[Records contained in a dataset]
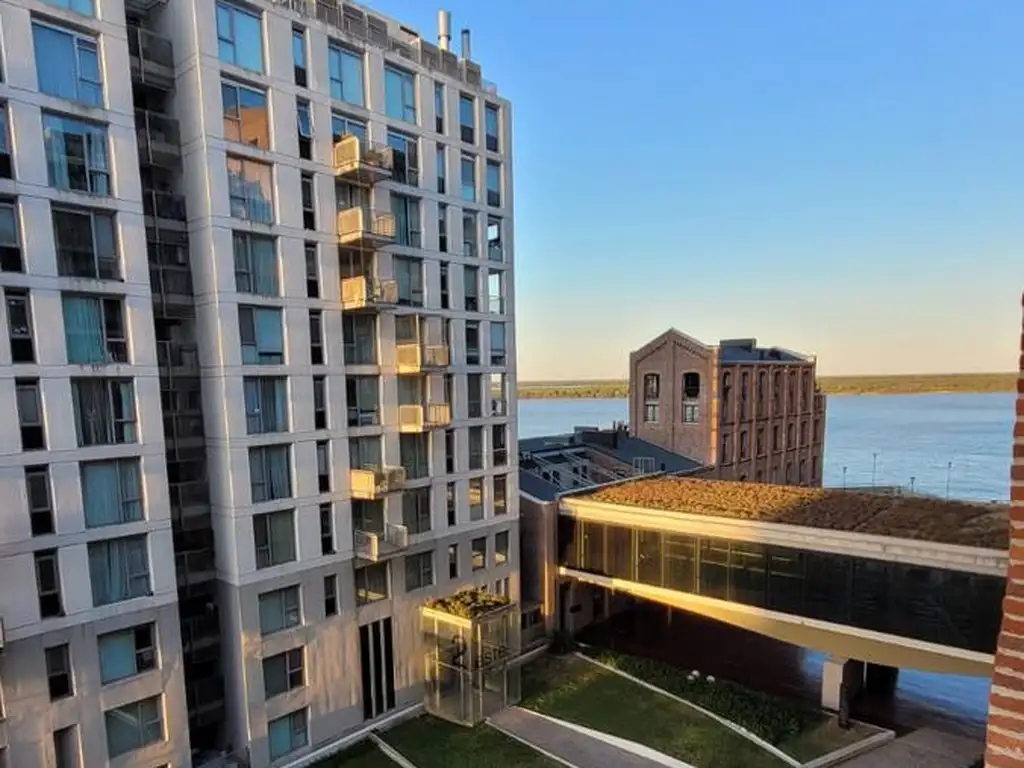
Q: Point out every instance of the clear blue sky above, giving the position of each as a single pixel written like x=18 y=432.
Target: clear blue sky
x=704 y=163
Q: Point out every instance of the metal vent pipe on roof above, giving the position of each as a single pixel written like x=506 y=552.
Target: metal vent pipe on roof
x=443 y=29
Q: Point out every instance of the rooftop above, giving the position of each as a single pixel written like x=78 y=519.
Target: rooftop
x=923 y=518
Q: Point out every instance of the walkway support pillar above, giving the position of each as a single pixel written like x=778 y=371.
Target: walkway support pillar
x=841 y=677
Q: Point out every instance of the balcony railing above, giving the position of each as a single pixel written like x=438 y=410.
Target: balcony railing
x=413 y=357
x=163 y=205
x=420 y=418
x=372 y=482
x=368 y=293
x=375 y=546
x=361 y=227
x=360 y=162
x=152 y=58
x=159 y=138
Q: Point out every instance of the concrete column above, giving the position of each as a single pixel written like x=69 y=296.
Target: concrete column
x=837 y=673
x=881 y=679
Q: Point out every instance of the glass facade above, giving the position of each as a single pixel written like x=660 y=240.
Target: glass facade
x=938 y=605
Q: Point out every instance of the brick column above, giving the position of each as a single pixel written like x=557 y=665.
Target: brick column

WORK TO BE COMPLETED -
Drop the pictures and give every line above again exactly.

WORKED SOLUTION -
Q: Point out every instance of the clear blue sky above, giving the position of each as a single pixel written like x=18 y=432.
Target: clear blue sky
x=704 y=163
Q: Point out every instance of the metal vent pipe on roof above, giving the position of each as a single pixel written like x=506 y=552.
Target: metal vent pipe on roof
x=443 y=29
Q: Point out every instance of the rooftop above, giving the position of each as a single pixel written like x=78 y=519.
Target: rooftop
x=923 y=518
Q: Point out every instance of the walkway support pillar above, giving the position of each as a single pixel written like x=778 y=371.
Target: walkway support pillar
x=841 y=677
Q: Point out every instance of the balcony railing above, giving the position of each as a single pixel written like x=438 y=410.
Target: balcony railing
x=413 y=357
x=163 y=205
x=420 y=418
x=372 y=482
x=368 y=293
x=375 y=546
x=361 y=227
x=360 y=162
x=152 y=58
x=159 y=138
Q: Point out every instance of the concrete column above, giving the position of each as a single pixel written like x=69 y=296.
Target: concrete column
x=837 y=673
x=881 y=679
Q: Point out every instance of the glass facade above, giving the position of each as a single pixel written like x=660 y=240.
Target: glass facade
x=938 y=605
Q: Point out every instance of the brick column above, giving the position of each as a single pixel written like x=557 y=665.
Target: brick column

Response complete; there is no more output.